== THE INPUT ==
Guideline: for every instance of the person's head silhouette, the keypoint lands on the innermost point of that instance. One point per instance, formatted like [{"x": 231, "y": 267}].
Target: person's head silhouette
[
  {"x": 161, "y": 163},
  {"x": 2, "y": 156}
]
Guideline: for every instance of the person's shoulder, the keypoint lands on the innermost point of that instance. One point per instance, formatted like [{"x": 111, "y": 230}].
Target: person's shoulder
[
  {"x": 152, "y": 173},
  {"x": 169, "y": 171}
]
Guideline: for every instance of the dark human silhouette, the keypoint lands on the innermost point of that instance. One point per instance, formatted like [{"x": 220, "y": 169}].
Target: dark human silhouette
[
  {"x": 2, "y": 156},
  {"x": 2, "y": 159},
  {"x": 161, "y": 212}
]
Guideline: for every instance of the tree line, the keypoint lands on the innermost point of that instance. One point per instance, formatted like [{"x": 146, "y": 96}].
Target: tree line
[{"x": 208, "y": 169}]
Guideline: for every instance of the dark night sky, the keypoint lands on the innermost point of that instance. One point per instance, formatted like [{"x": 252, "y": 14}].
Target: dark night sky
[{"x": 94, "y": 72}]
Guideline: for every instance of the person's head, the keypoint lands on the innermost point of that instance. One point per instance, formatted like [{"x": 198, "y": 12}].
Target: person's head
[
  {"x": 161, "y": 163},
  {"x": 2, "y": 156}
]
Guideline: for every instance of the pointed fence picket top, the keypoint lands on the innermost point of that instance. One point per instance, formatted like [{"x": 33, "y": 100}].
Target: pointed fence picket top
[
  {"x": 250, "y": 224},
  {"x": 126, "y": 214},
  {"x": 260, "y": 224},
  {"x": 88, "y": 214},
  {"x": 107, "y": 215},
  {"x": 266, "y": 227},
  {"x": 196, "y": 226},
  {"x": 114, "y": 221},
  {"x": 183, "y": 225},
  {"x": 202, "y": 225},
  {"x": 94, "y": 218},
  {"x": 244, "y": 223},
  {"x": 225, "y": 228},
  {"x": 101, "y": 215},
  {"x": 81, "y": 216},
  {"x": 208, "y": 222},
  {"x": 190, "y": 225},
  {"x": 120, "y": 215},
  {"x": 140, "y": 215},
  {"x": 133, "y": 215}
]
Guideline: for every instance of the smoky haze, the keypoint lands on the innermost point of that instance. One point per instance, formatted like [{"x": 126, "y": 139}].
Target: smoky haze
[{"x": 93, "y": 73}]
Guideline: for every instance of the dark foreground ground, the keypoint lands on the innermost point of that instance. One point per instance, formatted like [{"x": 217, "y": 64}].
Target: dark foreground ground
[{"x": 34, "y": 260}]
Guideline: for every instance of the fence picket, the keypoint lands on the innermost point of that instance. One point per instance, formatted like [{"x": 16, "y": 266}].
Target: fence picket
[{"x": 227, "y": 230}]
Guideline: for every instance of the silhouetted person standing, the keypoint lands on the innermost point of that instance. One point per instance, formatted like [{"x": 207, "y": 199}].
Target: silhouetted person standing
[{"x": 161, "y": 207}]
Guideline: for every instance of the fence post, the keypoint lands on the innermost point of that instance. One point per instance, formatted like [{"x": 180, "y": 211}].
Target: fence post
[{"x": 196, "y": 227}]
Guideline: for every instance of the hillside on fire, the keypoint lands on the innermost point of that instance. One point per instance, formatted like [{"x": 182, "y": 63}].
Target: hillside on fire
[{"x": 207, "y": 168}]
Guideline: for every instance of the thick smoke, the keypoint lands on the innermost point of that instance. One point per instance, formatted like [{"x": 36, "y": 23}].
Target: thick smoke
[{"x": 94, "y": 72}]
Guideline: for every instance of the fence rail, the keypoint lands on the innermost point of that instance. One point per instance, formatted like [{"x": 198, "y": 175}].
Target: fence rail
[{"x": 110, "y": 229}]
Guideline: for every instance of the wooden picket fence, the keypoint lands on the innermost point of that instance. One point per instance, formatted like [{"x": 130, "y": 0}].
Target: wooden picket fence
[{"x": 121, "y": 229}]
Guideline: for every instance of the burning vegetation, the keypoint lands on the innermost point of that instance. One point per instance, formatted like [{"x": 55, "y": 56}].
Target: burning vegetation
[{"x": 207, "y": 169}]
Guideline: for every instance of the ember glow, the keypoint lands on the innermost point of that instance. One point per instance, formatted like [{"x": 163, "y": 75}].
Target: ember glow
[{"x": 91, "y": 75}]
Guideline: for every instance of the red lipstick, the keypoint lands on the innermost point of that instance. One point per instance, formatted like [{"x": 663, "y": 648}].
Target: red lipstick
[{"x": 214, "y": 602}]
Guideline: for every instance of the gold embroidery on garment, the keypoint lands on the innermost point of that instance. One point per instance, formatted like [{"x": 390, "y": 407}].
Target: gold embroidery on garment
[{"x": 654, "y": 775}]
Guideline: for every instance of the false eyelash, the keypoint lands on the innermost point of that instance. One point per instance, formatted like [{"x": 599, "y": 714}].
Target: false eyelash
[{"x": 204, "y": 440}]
===
== THE INPUT ==
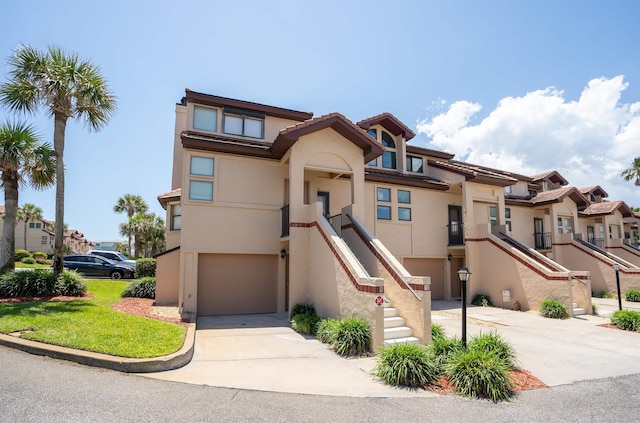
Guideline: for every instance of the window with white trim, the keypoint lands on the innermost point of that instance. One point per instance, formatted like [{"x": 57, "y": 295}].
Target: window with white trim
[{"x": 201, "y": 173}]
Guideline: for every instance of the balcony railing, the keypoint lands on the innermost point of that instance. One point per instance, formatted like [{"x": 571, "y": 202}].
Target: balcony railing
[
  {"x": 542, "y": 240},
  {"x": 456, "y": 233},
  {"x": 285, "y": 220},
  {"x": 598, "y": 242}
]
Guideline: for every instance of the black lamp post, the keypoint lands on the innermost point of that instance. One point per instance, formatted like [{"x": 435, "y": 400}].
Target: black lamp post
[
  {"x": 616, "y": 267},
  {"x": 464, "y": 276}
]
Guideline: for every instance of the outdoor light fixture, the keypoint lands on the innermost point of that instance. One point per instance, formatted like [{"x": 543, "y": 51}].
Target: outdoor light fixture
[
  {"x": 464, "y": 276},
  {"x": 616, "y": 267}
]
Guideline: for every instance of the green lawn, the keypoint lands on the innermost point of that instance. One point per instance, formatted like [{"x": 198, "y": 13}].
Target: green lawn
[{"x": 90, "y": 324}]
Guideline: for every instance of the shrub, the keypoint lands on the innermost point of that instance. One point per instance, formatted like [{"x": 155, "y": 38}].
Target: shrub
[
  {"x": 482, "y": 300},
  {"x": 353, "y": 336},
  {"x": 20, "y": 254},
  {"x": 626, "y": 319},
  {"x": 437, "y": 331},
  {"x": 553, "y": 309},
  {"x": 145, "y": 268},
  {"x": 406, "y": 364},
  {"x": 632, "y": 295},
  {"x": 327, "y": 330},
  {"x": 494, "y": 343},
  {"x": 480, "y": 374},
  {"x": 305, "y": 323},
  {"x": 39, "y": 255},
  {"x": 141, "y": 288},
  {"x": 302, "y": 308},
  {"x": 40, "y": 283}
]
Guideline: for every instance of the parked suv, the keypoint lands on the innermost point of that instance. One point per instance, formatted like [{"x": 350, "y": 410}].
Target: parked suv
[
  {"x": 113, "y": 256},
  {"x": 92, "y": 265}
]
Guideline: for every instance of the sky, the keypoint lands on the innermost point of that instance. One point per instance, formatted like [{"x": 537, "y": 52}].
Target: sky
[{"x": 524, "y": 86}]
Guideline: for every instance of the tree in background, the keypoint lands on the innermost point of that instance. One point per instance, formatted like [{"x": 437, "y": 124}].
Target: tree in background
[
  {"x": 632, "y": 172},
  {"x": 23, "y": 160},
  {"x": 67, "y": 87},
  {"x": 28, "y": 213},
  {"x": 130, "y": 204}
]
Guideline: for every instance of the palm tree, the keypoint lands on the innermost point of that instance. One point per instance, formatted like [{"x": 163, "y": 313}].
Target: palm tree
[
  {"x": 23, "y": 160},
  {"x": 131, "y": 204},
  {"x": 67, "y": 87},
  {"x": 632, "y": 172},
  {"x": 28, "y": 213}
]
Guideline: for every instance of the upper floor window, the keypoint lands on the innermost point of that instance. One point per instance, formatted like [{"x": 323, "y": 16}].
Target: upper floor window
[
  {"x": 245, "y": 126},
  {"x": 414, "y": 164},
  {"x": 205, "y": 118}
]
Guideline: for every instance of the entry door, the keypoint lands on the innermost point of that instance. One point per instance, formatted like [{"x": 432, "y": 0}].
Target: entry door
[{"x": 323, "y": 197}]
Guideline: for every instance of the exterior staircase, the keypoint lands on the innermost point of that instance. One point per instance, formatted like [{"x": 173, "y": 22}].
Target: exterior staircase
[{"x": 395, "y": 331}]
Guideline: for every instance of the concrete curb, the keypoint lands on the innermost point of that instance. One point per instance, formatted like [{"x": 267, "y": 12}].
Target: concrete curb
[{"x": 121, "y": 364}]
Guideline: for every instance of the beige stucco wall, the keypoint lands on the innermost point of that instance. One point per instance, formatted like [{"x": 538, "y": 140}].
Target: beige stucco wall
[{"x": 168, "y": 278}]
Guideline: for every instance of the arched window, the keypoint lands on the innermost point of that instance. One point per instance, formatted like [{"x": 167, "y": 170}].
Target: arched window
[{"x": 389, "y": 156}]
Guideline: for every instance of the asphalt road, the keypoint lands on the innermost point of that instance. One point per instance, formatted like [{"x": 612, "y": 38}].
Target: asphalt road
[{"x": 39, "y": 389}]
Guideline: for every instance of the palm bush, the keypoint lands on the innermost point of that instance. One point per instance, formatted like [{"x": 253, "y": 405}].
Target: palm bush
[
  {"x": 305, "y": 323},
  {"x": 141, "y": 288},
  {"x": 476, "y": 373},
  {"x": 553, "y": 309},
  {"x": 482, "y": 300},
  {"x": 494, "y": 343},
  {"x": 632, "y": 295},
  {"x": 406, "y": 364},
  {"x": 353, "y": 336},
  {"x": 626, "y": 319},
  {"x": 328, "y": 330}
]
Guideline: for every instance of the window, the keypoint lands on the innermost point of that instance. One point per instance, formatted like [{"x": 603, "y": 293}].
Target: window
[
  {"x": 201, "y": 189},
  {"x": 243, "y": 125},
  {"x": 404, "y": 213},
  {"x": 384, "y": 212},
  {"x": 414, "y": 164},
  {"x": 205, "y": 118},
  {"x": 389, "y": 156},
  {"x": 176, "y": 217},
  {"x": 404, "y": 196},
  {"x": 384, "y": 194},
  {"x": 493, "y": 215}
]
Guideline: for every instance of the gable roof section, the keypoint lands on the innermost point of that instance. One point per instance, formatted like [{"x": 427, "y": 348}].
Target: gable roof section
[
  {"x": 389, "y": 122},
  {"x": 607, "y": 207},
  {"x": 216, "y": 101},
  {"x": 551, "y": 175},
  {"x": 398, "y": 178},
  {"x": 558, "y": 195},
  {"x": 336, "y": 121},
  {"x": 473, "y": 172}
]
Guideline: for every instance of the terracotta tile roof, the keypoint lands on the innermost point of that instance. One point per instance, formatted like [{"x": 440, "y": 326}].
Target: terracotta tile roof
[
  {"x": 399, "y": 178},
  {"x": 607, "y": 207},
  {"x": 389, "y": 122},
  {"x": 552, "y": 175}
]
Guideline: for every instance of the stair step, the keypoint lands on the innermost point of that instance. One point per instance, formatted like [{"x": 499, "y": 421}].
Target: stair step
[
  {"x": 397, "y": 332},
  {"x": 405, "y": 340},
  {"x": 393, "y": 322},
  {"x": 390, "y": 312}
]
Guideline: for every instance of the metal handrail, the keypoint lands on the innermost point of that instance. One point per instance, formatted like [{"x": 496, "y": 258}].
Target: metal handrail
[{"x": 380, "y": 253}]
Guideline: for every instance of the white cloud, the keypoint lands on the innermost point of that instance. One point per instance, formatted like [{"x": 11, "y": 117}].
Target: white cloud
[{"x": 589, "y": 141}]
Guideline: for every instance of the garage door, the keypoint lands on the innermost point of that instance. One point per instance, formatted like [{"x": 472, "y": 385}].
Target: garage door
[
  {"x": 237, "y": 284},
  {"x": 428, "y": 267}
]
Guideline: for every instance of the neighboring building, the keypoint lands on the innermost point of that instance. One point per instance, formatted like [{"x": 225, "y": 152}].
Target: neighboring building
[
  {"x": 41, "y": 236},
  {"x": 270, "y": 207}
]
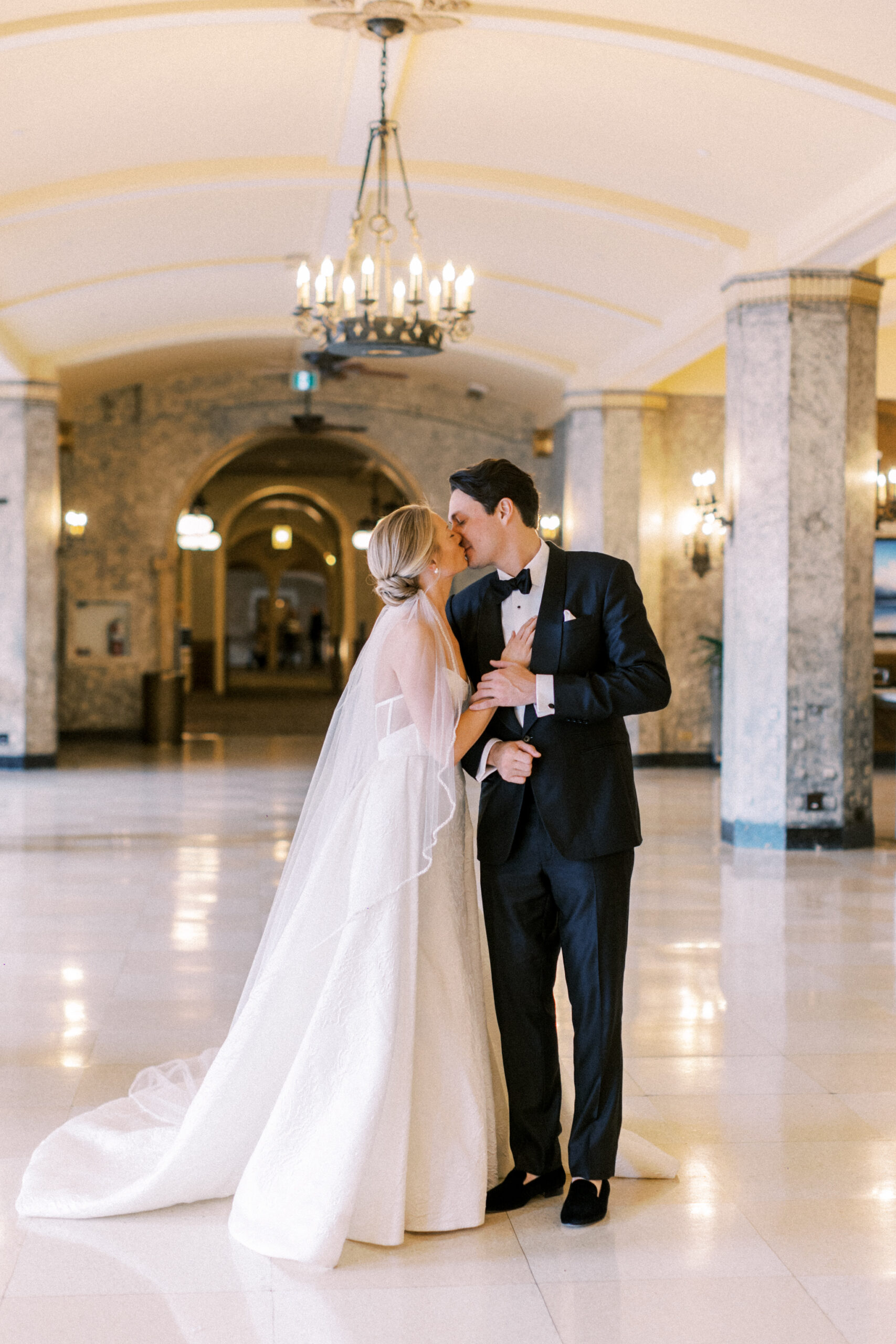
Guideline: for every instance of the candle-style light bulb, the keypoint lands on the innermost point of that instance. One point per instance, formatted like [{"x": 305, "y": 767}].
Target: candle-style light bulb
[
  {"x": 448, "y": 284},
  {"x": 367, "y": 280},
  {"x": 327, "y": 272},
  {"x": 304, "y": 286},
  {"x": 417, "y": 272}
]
===
== THE INPUT ==
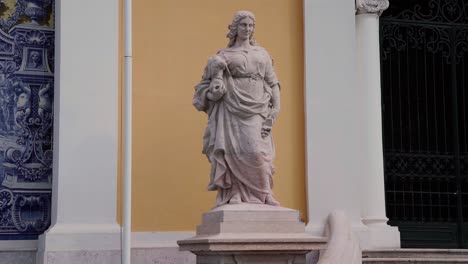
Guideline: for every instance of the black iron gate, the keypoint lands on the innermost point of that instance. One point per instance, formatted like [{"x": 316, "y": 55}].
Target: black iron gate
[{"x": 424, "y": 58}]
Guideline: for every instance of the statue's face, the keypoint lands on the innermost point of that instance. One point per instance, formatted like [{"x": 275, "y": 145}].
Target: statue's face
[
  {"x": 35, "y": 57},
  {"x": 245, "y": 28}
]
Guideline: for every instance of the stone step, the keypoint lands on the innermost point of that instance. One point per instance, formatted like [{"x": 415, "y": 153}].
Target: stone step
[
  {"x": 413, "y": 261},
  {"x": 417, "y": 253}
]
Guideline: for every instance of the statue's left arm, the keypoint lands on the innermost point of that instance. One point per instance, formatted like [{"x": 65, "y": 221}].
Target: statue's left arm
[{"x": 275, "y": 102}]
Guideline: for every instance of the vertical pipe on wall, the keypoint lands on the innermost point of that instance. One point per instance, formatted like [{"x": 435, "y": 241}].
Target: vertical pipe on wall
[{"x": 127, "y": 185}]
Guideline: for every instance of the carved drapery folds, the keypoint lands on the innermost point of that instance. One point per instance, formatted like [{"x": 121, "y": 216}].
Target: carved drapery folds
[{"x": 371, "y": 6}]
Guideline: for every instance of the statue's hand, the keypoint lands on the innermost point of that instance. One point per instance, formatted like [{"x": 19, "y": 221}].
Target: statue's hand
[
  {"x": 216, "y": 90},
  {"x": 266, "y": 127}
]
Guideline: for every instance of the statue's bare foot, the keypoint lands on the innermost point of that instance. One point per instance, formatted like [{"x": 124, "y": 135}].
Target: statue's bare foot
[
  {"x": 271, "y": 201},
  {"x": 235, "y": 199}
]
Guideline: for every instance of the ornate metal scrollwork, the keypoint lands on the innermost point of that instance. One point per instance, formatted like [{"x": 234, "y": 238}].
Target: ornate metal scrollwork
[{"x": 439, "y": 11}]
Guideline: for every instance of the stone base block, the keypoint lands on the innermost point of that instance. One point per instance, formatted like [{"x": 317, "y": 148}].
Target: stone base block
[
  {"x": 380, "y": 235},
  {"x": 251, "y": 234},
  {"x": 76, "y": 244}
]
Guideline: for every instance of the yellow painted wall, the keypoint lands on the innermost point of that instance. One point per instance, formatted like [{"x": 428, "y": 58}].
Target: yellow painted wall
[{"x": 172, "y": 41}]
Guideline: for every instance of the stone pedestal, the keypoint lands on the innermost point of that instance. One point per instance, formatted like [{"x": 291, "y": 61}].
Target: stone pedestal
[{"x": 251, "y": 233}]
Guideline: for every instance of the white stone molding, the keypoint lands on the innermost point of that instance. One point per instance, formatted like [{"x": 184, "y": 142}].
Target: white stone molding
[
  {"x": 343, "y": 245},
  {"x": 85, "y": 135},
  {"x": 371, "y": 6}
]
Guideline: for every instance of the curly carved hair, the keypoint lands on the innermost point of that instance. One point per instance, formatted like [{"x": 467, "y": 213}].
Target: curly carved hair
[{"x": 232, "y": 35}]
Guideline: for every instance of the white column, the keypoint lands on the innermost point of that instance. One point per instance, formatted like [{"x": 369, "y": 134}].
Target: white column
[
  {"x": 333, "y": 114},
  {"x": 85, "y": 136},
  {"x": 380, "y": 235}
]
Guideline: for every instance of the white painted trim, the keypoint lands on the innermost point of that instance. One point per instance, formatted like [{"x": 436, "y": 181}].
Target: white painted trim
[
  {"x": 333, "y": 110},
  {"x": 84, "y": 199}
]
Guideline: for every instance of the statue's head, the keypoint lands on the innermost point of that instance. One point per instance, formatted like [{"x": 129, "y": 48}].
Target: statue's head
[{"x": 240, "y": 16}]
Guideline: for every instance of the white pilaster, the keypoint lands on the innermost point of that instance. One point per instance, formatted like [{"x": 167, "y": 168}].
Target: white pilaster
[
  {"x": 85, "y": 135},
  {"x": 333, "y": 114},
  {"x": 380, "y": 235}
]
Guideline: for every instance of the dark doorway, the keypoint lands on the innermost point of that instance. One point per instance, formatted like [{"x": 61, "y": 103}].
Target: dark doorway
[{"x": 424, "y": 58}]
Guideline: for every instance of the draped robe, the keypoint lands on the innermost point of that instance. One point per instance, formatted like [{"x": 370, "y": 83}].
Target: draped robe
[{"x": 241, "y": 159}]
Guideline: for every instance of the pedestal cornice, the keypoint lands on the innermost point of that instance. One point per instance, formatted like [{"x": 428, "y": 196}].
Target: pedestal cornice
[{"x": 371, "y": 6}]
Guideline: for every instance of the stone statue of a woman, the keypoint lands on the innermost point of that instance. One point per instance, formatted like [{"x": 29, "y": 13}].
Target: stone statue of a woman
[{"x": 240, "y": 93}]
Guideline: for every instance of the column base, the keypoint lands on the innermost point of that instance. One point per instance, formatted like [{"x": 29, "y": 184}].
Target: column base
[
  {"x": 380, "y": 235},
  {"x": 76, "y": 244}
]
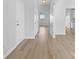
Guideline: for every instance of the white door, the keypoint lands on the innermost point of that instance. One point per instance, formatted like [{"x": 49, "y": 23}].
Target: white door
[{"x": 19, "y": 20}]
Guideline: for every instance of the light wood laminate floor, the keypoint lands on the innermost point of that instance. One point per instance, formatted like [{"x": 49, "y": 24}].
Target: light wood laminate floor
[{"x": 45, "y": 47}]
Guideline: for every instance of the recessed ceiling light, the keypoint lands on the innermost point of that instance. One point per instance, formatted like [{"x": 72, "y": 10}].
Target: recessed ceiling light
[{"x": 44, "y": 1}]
===
▶ _WHAT TO DO_: Copy out, exactly and alone, the lines of the entries above between the ones holding "Target: tree in background" and "Guideline: for every instance of the upper", inclusive.

▶ _EXERCISE SOLUTION_:
Target: tree in background
[
  {"x": 632, "y": 172},
  {"x": 23, "y": 160},
  {"x": 67, "y": 87},
  {"x": 28, "y": 213},
  {"x": 130, "y": 204}
]
Guideline: for every instance of the palm tree, the keypoint lands on the innermost point of that instance. One point per instance, formatted like [{"x": 163, "y": 313}].
Target: palm tree
[
  {"x": 23, "y": 160},
  {"x": 131, "y": 204},
  {"x": 67, "y": 87},
  {"x": 632, "y": 172},
  {"x": 28, "y": 213}
]
Guideline: for every instance of the upper floor window, the keypoint lands on the innermost point of that instance. One point per instance, formatted like [{"x": 323, "y": 16}].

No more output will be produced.